• [TASK DETAILS]
Leaving out the images, reproduce every line of the data that follows exactly.

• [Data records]
──────────────────────────────

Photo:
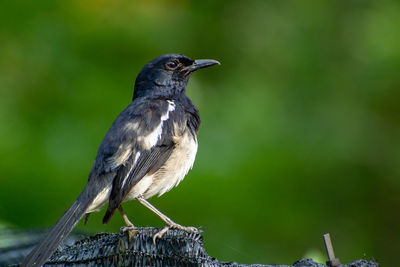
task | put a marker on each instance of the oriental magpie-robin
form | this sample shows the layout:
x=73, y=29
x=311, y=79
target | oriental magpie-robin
x=147, y=151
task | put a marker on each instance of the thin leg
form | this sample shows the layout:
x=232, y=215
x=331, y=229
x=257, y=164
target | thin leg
x=168, y=221
x=130, y=228
x=124, y=217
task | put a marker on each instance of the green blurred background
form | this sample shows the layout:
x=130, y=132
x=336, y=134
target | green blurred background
x=301, y=123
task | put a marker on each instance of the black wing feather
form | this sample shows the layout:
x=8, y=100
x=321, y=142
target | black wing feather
x=150, y=160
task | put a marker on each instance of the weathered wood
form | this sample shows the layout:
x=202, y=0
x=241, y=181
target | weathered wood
x=176, y=248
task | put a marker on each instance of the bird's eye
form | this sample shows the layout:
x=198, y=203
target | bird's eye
x=172, y=65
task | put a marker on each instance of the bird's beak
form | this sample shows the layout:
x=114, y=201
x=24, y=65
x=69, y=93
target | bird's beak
x=201, y=63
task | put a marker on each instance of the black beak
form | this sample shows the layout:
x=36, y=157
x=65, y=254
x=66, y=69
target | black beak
x=201, y=63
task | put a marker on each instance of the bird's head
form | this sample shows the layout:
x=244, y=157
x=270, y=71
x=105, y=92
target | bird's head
x=168, y=75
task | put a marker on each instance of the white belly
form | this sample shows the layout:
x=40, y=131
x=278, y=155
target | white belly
x=171, y=173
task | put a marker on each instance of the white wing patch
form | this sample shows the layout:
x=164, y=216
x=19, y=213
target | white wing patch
x=130, y=169
x=151, y=139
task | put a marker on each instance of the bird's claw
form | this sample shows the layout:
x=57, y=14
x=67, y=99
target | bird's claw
x=132, y=231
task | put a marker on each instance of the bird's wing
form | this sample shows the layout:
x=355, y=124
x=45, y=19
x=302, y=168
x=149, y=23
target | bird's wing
x=139, y=142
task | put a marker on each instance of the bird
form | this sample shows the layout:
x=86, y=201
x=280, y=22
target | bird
x=147, y=151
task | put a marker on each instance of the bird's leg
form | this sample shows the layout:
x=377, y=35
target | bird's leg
x=170, y=223
x=130, y=228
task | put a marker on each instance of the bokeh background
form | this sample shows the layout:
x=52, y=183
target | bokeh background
x=301, y=123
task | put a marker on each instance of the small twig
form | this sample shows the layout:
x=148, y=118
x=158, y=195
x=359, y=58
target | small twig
x=332, y=262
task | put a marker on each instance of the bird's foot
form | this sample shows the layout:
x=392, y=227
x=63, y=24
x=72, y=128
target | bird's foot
x=132, y=231
x=176, y=226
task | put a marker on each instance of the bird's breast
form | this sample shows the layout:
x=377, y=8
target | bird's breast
x=172, y=172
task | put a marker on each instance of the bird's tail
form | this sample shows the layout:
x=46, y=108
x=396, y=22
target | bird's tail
x=60, y=231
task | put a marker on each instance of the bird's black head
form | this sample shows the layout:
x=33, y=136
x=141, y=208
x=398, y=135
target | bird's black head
x=167, y=75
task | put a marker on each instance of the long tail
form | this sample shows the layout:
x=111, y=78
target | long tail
x=60, y=231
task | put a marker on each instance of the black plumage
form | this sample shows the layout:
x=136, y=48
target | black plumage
x=148, y=150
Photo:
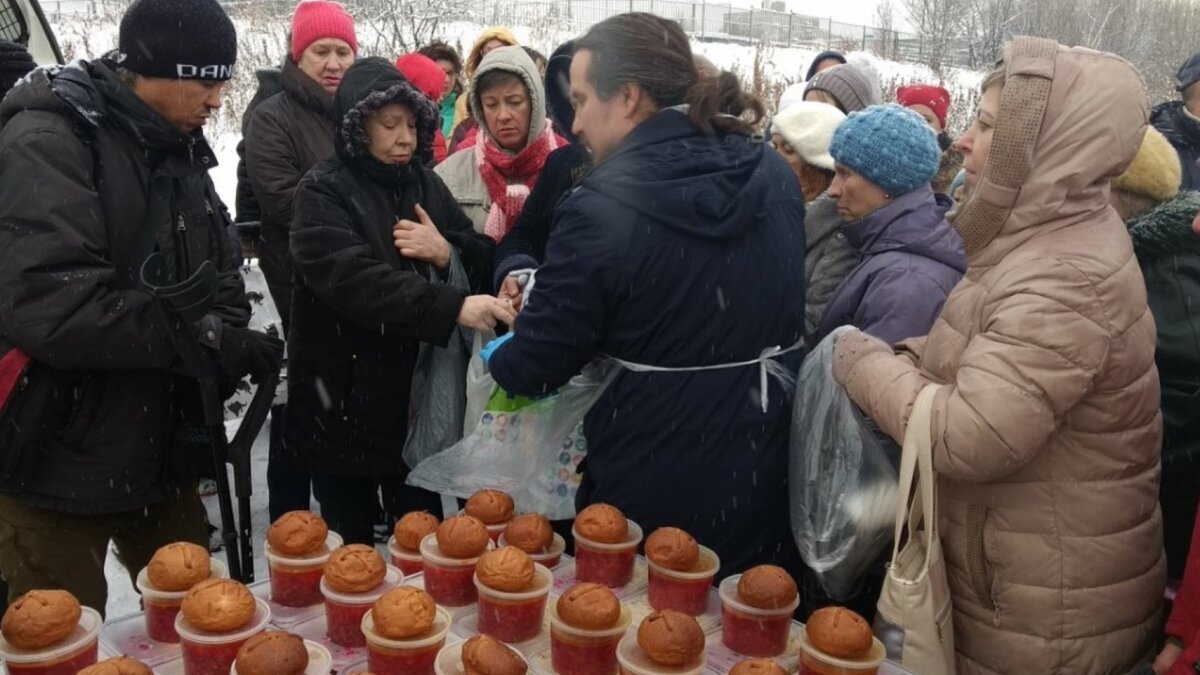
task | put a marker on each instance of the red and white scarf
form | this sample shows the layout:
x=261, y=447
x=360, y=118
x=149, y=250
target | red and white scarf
x=509, y=178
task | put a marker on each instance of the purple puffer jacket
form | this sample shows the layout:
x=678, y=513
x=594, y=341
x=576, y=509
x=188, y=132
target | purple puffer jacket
x=910, y=258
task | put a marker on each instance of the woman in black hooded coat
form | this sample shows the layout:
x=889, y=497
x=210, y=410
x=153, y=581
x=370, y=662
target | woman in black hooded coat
x=371, y=245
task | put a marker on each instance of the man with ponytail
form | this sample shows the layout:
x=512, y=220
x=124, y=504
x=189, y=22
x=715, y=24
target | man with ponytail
x=679, y=257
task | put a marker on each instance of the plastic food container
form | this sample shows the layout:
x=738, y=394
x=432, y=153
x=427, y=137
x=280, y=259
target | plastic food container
x=450, y=581
x=551, y=556
x=161, y=607
x=406, y=657
x=611, y=565
x=409, y=562
x=813, y=662
x=515, y=617
x=577, y=651
x=345, y=611
x=749, y=631
x=684, y=591
x=635, y=662
x=213, y=653
x=295, y=581
x=321, y=662
x=77, y=651
x=450, y=659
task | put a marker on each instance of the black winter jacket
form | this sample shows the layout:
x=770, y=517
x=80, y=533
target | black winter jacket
x=682, y=250
x=87, y=168
x=360, y=310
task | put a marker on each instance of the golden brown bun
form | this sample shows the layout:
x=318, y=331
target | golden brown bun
x=355, y=568
x=589, y=607
x=117, y=665
x=671, y=638
x=413, y=527
x=178, y=567
x=298, y=532
x=603, y=524
x=508, y=569
x=767, y=587
x=484, y=655
x=462, y=537
x=40, y=619
x=529, y=532
x=839, y=632
x=491, y=507
x=403, y=613
x=273, y=652
x=757, y=667
x=219, y=605
x=672, y=548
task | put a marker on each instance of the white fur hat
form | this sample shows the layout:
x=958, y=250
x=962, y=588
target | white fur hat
x=808, y=127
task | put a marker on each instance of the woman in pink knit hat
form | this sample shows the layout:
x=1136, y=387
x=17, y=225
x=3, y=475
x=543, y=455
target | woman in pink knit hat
x=286, y=136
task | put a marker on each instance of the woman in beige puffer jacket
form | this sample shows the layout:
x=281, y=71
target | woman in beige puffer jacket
x=1047, y=431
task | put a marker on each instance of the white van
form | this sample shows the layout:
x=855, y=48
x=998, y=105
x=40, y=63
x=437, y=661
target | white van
x=22, y=21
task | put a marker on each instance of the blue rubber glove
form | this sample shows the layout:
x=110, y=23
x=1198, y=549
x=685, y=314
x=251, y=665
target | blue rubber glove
x=490, y=348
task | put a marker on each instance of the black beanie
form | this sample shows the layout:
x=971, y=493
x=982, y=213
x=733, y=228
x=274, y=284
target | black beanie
x=178, y=40
x=15, y=64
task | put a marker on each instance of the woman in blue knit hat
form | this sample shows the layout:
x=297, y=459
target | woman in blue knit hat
x=910, y=257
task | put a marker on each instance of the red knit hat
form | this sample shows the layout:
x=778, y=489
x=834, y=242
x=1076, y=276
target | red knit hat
x=934, y=97
x=318, y=19
x=425, y=73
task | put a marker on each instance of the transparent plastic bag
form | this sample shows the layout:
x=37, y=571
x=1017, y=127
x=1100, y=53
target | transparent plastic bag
x=526, y=447
x=843, y=479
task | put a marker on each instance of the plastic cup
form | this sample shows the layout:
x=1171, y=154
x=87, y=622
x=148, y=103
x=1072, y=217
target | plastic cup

──────────────────────────────

• [OUTPUT]
Photo:
task | put a marker on each instance of the oriental magpie-robin
form | this sample shows the layout:
x=73, y=29
x=311, y=79
target | oriental magpie-robin
x=147, y=151
task | put a marker on each instance of the thin leg
form | this sample shows the layout:
x=232, y=215
x=331, y=229
x=257, y=164
target | thin leg
x=168, y=221
x=130, y=228
x=124, y=217
task | put a marker on each instance of the green blurred background
form | this sample shows the layout:
x=130, y=132
x=336, y=134
target | green blurred background
x=301, y=123
task | put a marker on each instance of the black wing feather
form | this sample shows the layout:
x=8, y=100
x=321, y=142
target | black wing feather
x=150, y=160
task | put a marker on each instance of the weathered wood
form | this sample shows the layout:
x=202, y=0
x=241, y=181
target | weathered wood
x=176, y=248
task | put a marker on each instance of the bird's eye
form | this sample shows the layout:
x=198, y=203
target | bird's eye
x=172, y=65
task | put a marker on each instance of the bird's beak
form | this sample shows the layout:
x=114, y=201
x=24, y=65
x=69, y=93
target | bird's beak
x=201, y=63
task | put a marker on each instance of the black beak
form | this sample shows the layout:
x=36, y=157
x=65, y=254
x=66, y=69
target | black beak
x=201, y=63
task | put a marker on each instance of the bird's head
form | this sample shows the layout:
x=244, y=157
x=270, y=71
x=105, y=92
target | bird's head
x=168, y=75
task | put a marker on each instance of the white belly
form | this sample shows the layout:
x=40, y=131
x=278, y=155
target | white belly
x=171, y=173
task | put a marker on each instance of the white wing patch
form | this sample shows the layout:
x=164, y=216
x=19, y=213
target | white wing patch
x=130, y=169
x=151, y=139
task | put a marker on each instance of the bird's claw
form | this sample shows the layout:
x=57, y=14
x=67, y=99
target | bird's claw
x=132, y=231
task | put a marker on each instance of the bird's wing
form | this sample shows the layout:
x=355, y=124
x=45, y=19
x=302, y=168
x=149, y=23
target | bird's wing
x=139, y=142
task | put a marker on each instance of the bird
form | this sample shows the layout:
x=86, y=201
x=280, y=22
target | bird
x=147, y=151
task | put a marker on each instance of the bird's leg
form | this sample shows the layout:
x=377, y=35
target | bird's leg
x=170, y=223
x=130, y=228
task | put a marker on each instance of the bokeh background
form | this sample shows the layout:
x=52, y=183
target | bokeh background
x=301, y=123
task | put a marker on each instance of the small twig
form | this sample shows the layout:
x=148, y=118
x=158, y=195
x=359, y=58
target | small twig
x=332, y=262
task | put a marker on each instance of the bird's foot
form | this sample shows the layout:
x=392, y=227
x=63, y=24
x=72, y=128
target | bird's foot
x=132, y=231
x=176, y=226
task | put a marker on each instance of the bird's breast
form | this sample shows the layout:
x=377, y=8
target | bird's breast
x=172, y=172
task | put a marker on each instance of the bird's tail
form | this sample shows the layout:
x=46, y=108
x=396, y=22
target | bird's tail
x=60, y=231
task | put a marker on each instance of the bird's black head
form | this sample shows the layout:
x=33, y=136
x=141, y=208
x=398, y=135
target | bird's black head
x=167, y=75
task | put a marker on each instance of the long tail
form | this sample shows the layout:
x=111, y=78
target | long tail
x=60, y=231
task | put a marker on each instance of the black plumage
form | this sample shows the layout:
x=136, y=48
target | black plumage
x=148, y=150
Photo:
task | put a marker on each instance of the red and white scarf
form | this sample shows the layout:
x=261, y=447
x=360, y=118
x=149, y=250
target | red and white scarf
x=509, y=178
task | put a marker on each instance of the purple puffer jacket
form | this sample shows the layout:
x=678, y=513
x=594, y=341
x=576, y=509
x=188, y=132
target | purple puffer jacket
x=910, y=258
task | put a marker on each instance of the woman in black hooded coat
form | this sample shows the layout:
x=889, y=497
x=210, y=410
x=153, y=581
x=370, y=662
target | woman in black hooded coat
x=371, y=245
task | put a marker on each instance of the man with ponytail
form | this sample shows the layout:
x=512, y=220
x=124, y=504
x=189, y=22
x=715, y=24
target | man with ponytail
x=679, y=257
task | put a marker on each instance of the plastic food container
form | this sample shows the layout:
x=738, y=394
x=432, y=153
x=427, y=137
x=280, y=259
target | plastic food container
x=450, y=581
x=551, y=556
x=161, y=607
x=406, y=657
x=611, y=565
x=409, y=562
x=813, y=662
x=515, y=617
x=577, y=651
x=345, y=611
x=749, y=631
x=684, y=591
x=635, y=662
x=213, y=653
x=295, y=581
x=321, y=662
x=77, y=651
x=450, y=659
task | put a marker on each instance of the black winter jacket
form | this sample shows the layout:
x=770, y=517
x=80, y=533
target | black winter jacket
x=682, y=250
x=87, y=168
x=360, y=310
task | put a marker on each instance of the golden brown bun
form | this sample shows the layout:
x=318, y=331
target | golden brown bun
x=355, y=568
x=589, y=607
x=117, y=665
x=671, y=638
x=413, y=527
x=178, y=567
x=298, y=532
x=603, y=524
x=508, y=569
x=767, y=587
x=484, y=655
x=462, y=537
x=40, y=619
x=529, y=532
x=839, y=632
x=491, y=507
x=403, y=613
x=273, y=652
x=757, y=667
x=219, y=605
x=672, y=548
task | put a marker on each instance of the white fur hat
form | this sample shows the layout:
x=958, y=250
x=962, y=588
target | white fur hat
x=808, y=127
task | put a marker on each instance of the woman in pink knit hat
form | this sample shows the layout:
x=1136, y=387
x=17, y=225
x=3, y=475
x=543, y=455
target | woman in pink knit hat
x=286, y=136
task | put a marker on each instance of the woman in beige puffer jacket
form | this sample shows the layout:
x=281, y=71
target | woman in beige puffer jacket
x=1047, y=431
task | put a marker on each instance of the white van
form | this sample shows the layout:
x=855, y=48
x=998, y=105
x=40, y=63
x=437, y=661
target | white van
x=22, y=21
task | put a marker on each instance of the blue rubber glove
form | this sample shows the layout:
x=110, y=23
x=1198, y=549
x=685, y=314
x=251, y=665
target | blue rubber glove
x=490, y=348
task | put a marker on each instance of the black beanie
form | this sample shows the layout:
x=971, y=493
x=982, y=213
x=733, y=228
x=274, y=284
target | black beanie
x=178, y=40
x=15, y=64
task | put a marker on each instance of the woman in blue knit hat
form | this sample shows the layout:
x=297, y=459
target | woman in blue knit hat
x=910, y=257
task | put a marker on each instance of the red knit hat
form | this sample shows the layout:
x=778, y=489
x=834, y=242
x=1076, y=276
target | red knit hat
x=934, y=97
x=318, y=19
x=425, y=73
task | put a marker on each instance of the transparent plastic bag
form | this sample shows the layout:
x=37, y=571
x=1017, y=127
x=1100, y=53
target | transparent plastic bag
x=526, y=447
x=843, y=479
task | put a marker on each instance of the plastic cup
form | this sample shows the layout:
x=1171, y=154
x=87, y=622
x=148, y=103
x=1072, y=217
target | plastic cup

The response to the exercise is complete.